◆ SHORT EXERCISE
Could you write out the entries between the lines holding "Tag the flagpole" and "<point>34,104</point>", inclusive, switching every "flagpole" to "mast" and leaving everything else unchanged?

##### SUPPLIED DATA #####

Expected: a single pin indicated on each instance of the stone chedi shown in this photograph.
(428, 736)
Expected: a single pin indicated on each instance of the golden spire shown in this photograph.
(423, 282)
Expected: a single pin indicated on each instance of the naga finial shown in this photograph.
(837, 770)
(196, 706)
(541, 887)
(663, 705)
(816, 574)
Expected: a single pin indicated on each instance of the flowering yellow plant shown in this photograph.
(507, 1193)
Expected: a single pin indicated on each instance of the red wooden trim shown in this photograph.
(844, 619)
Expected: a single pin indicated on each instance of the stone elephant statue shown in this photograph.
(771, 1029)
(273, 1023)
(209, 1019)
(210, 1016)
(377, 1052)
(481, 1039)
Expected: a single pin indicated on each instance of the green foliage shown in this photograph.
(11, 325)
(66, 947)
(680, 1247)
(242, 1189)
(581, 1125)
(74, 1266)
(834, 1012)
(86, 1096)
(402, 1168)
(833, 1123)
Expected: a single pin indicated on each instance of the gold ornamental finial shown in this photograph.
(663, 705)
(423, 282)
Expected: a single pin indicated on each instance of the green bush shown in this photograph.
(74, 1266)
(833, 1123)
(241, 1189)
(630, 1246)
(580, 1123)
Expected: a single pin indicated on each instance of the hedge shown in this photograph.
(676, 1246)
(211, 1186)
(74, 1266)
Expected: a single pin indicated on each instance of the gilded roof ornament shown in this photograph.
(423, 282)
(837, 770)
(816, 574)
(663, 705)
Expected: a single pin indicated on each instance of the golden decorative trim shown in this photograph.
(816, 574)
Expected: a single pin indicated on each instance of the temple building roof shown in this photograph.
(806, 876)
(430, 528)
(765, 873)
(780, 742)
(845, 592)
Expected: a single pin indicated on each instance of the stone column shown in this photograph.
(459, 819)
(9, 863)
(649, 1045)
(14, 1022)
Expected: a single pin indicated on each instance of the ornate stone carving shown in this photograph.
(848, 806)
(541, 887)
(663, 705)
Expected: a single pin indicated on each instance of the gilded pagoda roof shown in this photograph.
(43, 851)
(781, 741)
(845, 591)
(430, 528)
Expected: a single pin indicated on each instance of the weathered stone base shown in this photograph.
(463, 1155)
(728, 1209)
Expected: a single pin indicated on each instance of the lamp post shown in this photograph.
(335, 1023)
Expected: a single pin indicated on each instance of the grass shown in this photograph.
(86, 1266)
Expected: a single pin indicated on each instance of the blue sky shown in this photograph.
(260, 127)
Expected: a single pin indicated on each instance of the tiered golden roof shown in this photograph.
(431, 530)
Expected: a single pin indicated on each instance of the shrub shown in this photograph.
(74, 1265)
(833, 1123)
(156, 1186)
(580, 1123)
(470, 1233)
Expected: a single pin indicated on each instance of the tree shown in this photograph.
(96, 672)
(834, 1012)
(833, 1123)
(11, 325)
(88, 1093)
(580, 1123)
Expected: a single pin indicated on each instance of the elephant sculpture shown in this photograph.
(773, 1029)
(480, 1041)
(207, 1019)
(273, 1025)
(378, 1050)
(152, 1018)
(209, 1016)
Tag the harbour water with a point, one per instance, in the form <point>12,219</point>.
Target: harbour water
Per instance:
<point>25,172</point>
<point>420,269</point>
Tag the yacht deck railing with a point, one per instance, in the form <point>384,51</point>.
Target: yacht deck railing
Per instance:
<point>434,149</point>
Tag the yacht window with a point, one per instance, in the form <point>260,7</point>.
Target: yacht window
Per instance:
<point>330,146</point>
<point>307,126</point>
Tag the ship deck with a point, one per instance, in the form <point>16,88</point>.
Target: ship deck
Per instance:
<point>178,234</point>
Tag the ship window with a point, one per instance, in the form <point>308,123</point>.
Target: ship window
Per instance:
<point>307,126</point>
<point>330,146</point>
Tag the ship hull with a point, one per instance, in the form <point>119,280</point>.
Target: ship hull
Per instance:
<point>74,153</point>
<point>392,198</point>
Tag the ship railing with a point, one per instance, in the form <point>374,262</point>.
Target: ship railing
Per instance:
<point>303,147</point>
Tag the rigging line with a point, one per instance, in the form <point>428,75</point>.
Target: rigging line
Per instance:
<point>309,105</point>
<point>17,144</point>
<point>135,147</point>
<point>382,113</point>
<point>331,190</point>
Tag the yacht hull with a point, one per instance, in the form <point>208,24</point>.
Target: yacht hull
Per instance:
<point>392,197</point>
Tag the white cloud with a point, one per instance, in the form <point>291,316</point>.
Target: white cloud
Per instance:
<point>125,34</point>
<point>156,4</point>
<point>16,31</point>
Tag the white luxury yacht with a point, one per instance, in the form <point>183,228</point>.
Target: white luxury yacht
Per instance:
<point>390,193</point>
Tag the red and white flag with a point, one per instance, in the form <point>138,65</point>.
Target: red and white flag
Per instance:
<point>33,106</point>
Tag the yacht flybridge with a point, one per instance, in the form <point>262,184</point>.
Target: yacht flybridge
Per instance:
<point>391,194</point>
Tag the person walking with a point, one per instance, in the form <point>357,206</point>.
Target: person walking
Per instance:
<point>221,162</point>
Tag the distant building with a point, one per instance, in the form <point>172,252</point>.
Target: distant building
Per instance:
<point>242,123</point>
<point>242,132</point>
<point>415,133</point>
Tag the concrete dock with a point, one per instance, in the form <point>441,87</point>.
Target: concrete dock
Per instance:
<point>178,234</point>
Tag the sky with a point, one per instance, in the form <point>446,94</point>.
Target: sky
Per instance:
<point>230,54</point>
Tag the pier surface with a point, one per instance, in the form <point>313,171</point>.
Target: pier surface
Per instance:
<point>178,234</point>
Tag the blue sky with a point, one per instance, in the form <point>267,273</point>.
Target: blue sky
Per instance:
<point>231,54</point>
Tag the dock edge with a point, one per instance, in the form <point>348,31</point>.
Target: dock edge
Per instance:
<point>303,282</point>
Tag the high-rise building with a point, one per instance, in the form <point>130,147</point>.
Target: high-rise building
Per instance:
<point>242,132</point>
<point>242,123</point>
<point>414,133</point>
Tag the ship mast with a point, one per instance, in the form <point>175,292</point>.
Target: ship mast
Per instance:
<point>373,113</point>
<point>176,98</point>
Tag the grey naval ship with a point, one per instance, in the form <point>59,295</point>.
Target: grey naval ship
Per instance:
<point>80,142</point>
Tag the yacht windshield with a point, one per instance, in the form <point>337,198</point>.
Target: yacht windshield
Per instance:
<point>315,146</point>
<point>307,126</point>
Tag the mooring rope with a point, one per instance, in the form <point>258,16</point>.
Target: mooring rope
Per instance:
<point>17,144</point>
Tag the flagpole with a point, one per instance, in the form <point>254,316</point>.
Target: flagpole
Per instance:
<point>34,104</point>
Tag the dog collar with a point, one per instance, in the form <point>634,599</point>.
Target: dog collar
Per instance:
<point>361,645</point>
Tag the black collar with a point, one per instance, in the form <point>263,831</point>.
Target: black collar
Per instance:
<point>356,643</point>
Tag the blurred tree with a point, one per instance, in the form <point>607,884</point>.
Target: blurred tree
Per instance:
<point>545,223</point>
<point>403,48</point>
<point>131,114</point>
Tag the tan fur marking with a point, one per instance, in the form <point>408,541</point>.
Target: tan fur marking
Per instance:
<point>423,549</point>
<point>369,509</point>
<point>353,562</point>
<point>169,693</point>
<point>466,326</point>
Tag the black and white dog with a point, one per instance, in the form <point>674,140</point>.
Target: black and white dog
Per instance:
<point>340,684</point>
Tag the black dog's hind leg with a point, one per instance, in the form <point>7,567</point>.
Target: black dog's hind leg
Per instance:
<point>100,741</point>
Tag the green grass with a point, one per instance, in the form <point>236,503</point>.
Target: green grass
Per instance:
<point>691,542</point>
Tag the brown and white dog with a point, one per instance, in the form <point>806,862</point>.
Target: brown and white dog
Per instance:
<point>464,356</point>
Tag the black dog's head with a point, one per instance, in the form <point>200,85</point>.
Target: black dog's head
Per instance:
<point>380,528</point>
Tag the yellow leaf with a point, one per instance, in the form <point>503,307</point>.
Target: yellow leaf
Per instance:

#####

◆ WORKED ANSWER
Tag the mast with a point, one per instance, in the form <point>254,316</point>.
Target: mast
Per instance:
<point>34,104</point>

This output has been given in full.